RECORDS SUPPLIED ::

--------------------------------------------------

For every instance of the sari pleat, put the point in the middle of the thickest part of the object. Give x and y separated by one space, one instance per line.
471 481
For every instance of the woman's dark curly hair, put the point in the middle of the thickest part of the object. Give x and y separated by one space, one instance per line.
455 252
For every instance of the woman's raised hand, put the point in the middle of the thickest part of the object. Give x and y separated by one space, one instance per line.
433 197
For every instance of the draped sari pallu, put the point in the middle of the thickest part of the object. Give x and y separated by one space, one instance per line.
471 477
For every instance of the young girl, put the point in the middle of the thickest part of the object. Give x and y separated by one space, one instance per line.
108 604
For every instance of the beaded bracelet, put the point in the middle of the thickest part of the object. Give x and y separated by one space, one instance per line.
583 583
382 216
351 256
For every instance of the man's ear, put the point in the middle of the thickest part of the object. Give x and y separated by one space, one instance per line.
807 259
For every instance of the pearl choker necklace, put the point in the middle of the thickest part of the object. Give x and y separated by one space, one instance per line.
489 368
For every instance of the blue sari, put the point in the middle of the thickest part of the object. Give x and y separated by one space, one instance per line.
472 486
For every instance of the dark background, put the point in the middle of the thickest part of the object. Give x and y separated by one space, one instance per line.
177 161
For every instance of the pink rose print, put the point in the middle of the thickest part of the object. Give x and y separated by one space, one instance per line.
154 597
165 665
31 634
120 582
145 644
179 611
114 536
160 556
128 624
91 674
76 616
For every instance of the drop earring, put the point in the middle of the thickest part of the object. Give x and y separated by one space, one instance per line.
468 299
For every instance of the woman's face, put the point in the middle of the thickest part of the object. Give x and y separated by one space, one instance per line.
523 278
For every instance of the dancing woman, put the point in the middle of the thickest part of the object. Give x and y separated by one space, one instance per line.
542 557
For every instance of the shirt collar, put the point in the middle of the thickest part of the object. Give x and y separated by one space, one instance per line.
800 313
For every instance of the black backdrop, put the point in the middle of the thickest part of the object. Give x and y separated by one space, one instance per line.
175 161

--------------------------------------------------

WORK ORDER :: Make an exact copy of all the lines above.

EXERCISE ANSWER ::
For every instance of the sari pleat, put the point in the middle of the thickest part of the object. Give x and y separated by one space, one instance per line.
471 481
For every instance of the woman's dark curly hair, put the point in the middle of the thickest part of the object. Give x and y separated by one space, one instance per line.
455 252
For every instance of the woman's raised hand, put the point in the middle of the thickest part of the object. Give x and y separated by one space, one instance per line.
433 197
For every instance of the draped sari pallu, put the point in the middle of the thickest part of the object. Give x and y separated by one space, one instance per line.
471 477
For every instance of the young girl, put the point in the middle of the thickest part of the object. Give x and y separated by one space, one instance per line.
108 604
For every instance of the beaded bracelet, put the point in the middle of the thickest part of the object. Give x and y separated by one space, one instance per line.
583 583
382 216
351 256
For every instance of the man's ear, put the point in the middle of the thickest part of the object. Give x and y separated by one space, one instance per line.
807 259
For every instance of the pearl choker necklace, put the point in the middle of the thickest part of the object. Give x and y separated by one space, one instance per line.
489 368
For every instance of the blue sari, put the point in the middle of the thickest part of the object. Give x and y separated by one space, one instance per line.
472 486
For every instance of the dark background, put the point in the middle of the thickest part of the object. Give x and y separated by one space, one instance per line.
177 161
For every instance of the pink rose print, put the point in the middle of the thickest part of the object. Give x and y separated by one space, one instance per line.
154 597
165 665
31 634
120 582
145 644
179 611
114 536
160 556
128 624
91 674
76 616
For every instance of the drop earring, put the point in the middle of the thickest part of the object. Give x and y separated by one space, one instance per line.
468 299
For every instance of the woman's face, put the point in the middle of the thickest part of the object. Give x and y separated by one space, one instance per line.
523 278
For every instance of the dancing woman, put the point in the middle of the thickest part of the object. Give x and y separated by one space, one instance per line.
542 557
For every instance of the shirt collar, put the point in the middle of the thickest part of the object. Give x and y separated by one space, one instance per line.
800 313
For every instance of the black backdrop, put the point in the middle of the thickest part of the object. Give x and y separated by one space, one instance per line.
175 161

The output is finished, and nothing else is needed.